= Exercise objective =
The entries below are to be repeated exactly, and their pictures left out.

[Stored data entries]
┌────────
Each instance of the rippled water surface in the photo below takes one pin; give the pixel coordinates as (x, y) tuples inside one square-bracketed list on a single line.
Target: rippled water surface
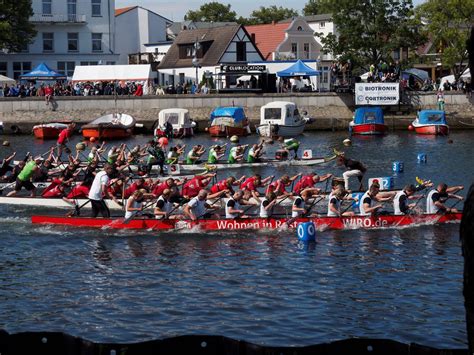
[(262, 287)]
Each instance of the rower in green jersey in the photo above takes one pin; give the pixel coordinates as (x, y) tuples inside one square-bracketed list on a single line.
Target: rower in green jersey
[(194, 155), (255, 153), (215, 153)]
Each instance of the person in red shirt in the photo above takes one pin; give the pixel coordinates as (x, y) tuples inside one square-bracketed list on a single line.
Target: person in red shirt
[(307, 182), (63, 138)]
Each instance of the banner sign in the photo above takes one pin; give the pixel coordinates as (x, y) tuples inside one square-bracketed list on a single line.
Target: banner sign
[(377, 94), (242, 68)]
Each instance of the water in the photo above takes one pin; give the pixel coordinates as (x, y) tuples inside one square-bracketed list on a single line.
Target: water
[(123, 286)]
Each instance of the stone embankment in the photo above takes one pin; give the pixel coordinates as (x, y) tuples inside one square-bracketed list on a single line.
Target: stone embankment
[(330, 111)]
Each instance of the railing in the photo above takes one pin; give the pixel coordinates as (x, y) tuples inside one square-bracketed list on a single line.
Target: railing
[(62, 18)]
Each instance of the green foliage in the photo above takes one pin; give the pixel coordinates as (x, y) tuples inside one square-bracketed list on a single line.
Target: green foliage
[(16, 32), (370, 30), (212, 11), (312, 7), (449, 23), (270, 14)]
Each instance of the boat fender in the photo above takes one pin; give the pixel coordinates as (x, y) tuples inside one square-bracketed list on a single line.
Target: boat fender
[(421, 157), (397, 166), (15, 129), (306, 232)]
└────────
= Reply to the exercise =
Each instance of the rippled water surface in the photo below takes one pin; give the pixel coordinates as (x, y) tuples inside one square-bracketed list on a single line.
Target: rippled water surface
[(262, 287)]
Each instance of the rower in green jersey in the photo above takes one pin; give the pixel coordinates as (x, y) tuples inside one square-bracketed list on a single line.
Target: rower in green jersey
[(194, 155), (255, 153), (215, 153)]
Each instance of the person in red shirt in the photo above takes one pin; give the pixel coordinates as (x, y) tuples inside one square-bracketed list on a single line.
Target: person in red shirt
[(307, 182), (63, 138)]
Each instance of the banner sign in the photo above takes one pin; give the pixel coordinates as (x, y) tuples inside one square-bracketed list on a single line.
Target: banner sign
[(377, 94), (242, 68)]
Each instance of the water in the photo above takes one pin; give the pixel coordinates as (x, y) tuples inside one square-bracketed list on a single line.
Target: water
[(123, 286)]
Each instance of the stone embankment in the photo above takes one pin; give the pixel coordinates as (x, y) tuples inside one square-bracketed list on a single line.
Target: stone embankment
[(330, 111)]
Each instance of the railing in the photo above takes one pin; give the pixel coordinates as (x, y) tuples inside one square-bracketed list on a single line.
Target: railing
[(62, 18)]
Each instance of the green foliage in the photo above takes one pin; give the pixel coordinates as (x, y) tuples inside one square-bracketed list on a single line.
Target: green foliage
[(16, 32), (370, 30), (212, 11), (312, 7), (449, 23), (270, 14)]
Each instance of the boat fender in the photo above takes one pin; give the pixel coordinates as (x, y) tuples inside one square-bracketed list on a single line.
Target: boat fender
[(421, 157), (397, 166), (15, 129), (306, 232)]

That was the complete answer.